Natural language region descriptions
-*-*-
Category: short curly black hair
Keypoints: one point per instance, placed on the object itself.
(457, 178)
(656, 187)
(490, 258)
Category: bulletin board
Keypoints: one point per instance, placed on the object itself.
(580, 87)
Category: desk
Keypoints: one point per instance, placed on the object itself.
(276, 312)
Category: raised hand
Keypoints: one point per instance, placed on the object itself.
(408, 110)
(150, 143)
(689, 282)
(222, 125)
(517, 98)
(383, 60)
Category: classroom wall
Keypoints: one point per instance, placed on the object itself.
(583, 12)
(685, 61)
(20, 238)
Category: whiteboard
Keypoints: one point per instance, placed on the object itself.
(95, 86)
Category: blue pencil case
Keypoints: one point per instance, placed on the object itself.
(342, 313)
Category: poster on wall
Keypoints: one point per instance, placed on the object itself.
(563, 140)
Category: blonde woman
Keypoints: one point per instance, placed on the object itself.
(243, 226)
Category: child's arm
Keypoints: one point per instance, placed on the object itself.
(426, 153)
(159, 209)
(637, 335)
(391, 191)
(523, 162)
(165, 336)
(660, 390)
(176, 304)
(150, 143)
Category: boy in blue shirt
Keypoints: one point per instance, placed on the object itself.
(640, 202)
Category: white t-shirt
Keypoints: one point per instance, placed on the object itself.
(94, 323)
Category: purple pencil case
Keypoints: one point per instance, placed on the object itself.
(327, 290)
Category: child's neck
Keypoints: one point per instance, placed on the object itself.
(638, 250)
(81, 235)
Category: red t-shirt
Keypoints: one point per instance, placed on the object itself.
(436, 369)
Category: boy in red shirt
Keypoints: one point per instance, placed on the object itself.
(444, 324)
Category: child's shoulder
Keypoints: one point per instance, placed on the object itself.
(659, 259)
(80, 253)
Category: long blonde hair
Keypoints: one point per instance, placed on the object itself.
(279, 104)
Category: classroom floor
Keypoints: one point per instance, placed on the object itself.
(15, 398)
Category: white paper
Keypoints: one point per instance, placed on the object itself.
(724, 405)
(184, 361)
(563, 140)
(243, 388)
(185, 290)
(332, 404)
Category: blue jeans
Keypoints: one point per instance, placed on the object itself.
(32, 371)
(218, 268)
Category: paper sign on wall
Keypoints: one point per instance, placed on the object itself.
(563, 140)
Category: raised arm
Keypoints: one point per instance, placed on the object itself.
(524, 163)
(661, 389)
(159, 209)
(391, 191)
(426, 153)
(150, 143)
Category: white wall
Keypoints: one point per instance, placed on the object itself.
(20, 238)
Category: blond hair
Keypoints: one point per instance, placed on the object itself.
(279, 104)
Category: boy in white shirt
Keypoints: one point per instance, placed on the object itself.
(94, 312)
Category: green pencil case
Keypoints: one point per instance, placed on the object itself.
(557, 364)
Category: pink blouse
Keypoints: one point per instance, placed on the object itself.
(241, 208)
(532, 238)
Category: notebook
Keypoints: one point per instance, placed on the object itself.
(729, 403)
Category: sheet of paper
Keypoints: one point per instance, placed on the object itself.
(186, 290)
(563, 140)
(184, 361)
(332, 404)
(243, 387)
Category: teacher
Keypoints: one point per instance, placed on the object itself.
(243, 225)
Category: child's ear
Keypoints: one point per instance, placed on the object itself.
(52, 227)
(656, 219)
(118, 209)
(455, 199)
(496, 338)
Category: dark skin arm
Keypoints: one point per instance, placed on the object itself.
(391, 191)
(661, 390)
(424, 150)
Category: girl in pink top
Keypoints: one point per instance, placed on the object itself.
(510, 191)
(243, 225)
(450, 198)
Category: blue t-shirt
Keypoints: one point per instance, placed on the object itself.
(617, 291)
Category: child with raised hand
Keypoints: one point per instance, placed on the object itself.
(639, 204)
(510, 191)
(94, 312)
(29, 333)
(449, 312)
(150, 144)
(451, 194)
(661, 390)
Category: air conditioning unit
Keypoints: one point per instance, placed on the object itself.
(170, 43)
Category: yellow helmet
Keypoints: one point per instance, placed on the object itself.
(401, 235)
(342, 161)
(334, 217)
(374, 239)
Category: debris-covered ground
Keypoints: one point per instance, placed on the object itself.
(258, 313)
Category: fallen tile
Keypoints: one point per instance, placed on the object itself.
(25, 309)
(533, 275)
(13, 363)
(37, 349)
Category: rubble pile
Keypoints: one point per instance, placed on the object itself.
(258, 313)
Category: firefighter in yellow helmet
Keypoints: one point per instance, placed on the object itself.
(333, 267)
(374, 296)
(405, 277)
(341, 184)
-*-*-
What to produce: Look through the records above and report how many lines hold the word "shirt", giving only the number.

Answer space: 6